TEKST DO ANALIZY |

Gdzie tu szukać pozytywów?
Należę do osób podchodzących do życia optymistycznie, raczej zawsze staram się szukać plusów danej sytuacji i mam mnóstwo energii do działania, ale ostatnio i mi coraz częściej tej energii brakuje. W pracy bywam nieskoncentrowana (choć to może być objaw pocovidowy), często jestem rozkojarzona, mam wrażenie, że zalegam non stop z całym mnóstwem rzeczy w domu i nie potrafię się ogarnąć, na niekończące się pytania dzieci lub męża reaguję rozdrażnieniem, a błahostki totalnie wyprowadzają mnie z równowagi. Nie piszę Wam tego, żeby się nad sobą poużalać, ale dlatego, że wiem, że nie jestem sama i przeżywa to chyba większość z nas.
Małe przyjemności…
Łapię się czegokolwiek. Kupuję świeże kwiaty, żeby osłodzić sobie rzeczywistość. Kupiłam ostatnio nawet jakiś ciuch na poprawę humoru. Wychodzę z dziećmi na świeże powietrze, żebyśmy wszyscy przewietrzyli głowy i odpoczęli od mediów. Ale to wszystko i tak czasami średnio pomaga. Mam gorsze i lepsze dni, ale wiecie – skoro ja, niepoprawna optymistka mam problemy z dostrzeganiem pozytywów tej całej sytuacji i widzę, jaki ogromny negatywny wpływ ma to na psychikę człowieka, cóż mają powiedzieć osoby, które są psychicznie bardziej narażone na skutki tej całej pandemii? Dzieci? Cóż – moje bywają ostatnio złośliwe, nieznośne i pyskate (co nie zmienia faktu, że potrafią też być kochane) – u nich to całe przytłoczenie pandemią objawia się właśnie w taki sposób. Ciągłe kłótnie i szarpaniny – już na dzień dobry.
Czy będzie lepiej?
Tego nikt nie wie. Kolejne mutacje i bezradność polityków, nie tylko w Polsce, ale i za granicą pokazują tylko, że sobie nie radzimy i nie znajdujemy rozwiązań na dłuższą metę. Obciążony jest rząd, pracujący pod presją rodzice, uczące się zdalnie dzieci, nauczający zdalnie nauczyciele i pedagodzy, samotne osoby starsze, przedsiębiorcy, którym wpływy zredukowały się do zera, osoby w zawodach medycznych, które pracują ponad swoje siły, kurierzy, którzy mają do rozwiezienia ogrom paczek…. Mogłabym tak wymieniać bez końca – dotyka nas to wszystkich. A do tego pojawiające się informacje w gronie najbliższych, że osoby po covidzie przechodzą go po raz drugi i to nawet gorzej niż za pierwszym razem, a także osoby, które się zaszczepiły. Jakoś to nie napawa optymizmem.
Dla nas wszystkich nie jest to łatwy czas!

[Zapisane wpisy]
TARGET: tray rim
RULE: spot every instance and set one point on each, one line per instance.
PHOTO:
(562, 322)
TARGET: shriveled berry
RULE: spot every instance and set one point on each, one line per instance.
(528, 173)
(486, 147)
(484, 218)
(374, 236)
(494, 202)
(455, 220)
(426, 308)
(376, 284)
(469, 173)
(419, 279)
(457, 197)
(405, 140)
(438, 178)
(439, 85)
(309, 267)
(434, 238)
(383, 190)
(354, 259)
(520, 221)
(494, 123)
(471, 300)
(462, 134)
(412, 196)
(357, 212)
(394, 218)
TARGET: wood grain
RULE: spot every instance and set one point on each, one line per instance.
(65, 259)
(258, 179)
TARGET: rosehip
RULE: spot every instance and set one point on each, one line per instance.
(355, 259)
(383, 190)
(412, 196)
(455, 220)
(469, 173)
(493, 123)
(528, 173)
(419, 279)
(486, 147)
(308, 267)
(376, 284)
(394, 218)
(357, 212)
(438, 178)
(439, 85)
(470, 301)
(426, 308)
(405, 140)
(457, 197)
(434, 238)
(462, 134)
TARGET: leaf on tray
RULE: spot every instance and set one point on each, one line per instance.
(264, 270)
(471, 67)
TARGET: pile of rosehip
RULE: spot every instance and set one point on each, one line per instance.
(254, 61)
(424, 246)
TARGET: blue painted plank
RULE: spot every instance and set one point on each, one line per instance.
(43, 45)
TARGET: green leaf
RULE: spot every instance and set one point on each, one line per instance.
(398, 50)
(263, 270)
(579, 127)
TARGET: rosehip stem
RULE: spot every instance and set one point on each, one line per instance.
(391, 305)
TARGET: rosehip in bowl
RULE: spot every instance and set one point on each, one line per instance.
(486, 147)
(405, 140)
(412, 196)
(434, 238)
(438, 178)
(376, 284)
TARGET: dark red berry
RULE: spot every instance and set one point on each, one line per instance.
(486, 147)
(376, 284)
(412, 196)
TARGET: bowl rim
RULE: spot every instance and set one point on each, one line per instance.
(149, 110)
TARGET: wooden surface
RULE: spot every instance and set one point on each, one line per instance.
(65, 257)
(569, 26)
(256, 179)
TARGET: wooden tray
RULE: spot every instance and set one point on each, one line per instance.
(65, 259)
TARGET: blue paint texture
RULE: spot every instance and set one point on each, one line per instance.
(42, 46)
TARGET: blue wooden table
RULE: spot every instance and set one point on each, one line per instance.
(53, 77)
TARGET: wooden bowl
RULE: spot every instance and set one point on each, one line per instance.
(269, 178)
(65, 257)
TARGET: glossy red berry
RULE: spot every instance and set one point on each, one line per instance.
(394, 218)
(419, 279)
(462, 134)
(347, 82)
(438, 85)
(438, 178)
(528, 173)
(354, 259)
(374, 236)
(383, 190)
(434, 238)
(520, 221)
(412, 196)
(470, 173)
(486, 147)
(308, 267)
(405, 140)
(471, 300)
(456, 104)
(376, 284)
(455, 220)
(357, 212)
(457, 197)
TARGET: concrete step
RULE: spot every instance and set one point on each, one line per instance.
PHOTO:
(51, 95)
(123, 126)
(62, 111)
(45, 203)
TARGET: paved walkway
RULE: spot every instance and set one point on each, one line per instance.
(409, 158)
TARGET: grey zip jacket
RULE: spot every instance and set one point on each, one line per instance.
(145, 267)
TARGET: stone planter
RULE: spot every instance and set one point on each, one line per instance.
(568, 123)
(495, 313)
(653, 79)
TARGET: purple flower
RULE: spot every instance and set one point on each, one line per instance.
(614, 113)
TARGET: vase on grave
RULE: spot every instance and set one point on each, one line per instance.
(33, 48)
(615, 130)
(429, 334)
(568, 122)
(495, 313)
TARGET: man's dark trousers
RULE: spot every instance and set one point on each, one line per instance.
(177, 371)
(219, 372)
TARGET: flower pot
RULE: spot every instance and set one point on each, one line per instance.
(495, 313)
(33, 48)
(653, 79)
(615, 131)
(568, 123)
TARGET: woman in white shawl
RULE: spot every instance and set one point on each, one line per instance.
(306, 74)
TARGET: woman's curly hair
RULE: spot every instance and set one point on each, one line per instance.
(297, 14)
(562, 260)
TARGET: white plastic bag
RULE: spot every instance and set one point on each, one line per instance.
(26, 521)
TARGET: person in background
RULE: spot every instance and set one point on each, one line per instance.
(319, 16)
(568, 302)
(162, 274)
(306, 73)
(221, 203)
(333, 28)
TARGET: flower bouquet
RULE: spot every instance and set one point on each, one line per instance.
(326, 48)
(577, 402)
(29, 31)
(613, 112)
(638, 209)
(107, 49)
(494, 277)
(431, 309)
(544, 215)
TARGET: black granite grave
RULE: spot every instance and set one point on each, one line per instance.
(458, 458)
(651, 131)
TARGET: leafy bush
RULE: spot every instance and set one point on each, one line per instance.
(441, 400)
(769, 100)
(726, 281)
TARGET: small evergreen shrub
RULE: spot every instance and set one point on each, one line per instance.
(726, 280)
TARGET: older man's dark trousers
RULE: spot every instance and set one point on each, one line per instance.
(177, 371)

ZESTAW ZADAŃ |
1/ Co według tekstu kupuje osoba pisząca, żeby osłodzić sobie rzeczywistość?
2/ Zwróć bez zmian cały fragment tekstu, od słów „Gdzie tu szukać” aż do słów „większość z nas.”.
Wiersze pochodzą z innego źródła niż tekst.

ODPOWIEDZI DO ĆWICZENIA |
1/ Świeże kwiaty.

2/
Gdzie tu szukać pozytywów?
Należę do osób podchodzących do życia optymistycznie, raczej zawsze staram się szukać plusów danej sytuacji i mam mnóstwo energii do działania, ale ostatnio i mi coraz częściej tej energii brakuje. W pracy bywam nieskoncentrowana (choć to może być objaw pocovidowy), często jestem rozkojarzona, mam wrażenie, że zalegam non stop z całym mnóstwem rzeczy w domu i nie potrafię się ogarnąć, na niekończące się pytania dzieci lub męża reaguję rozdrażnieniem, a błahostki totalnie wyprowadzają mnie z równowagi. Nie piszę Wam tego, żeby się nad sobą poużalać, ale dlatego, że wiem, że nie jestem sama i przeżywa to chyba większość z nas.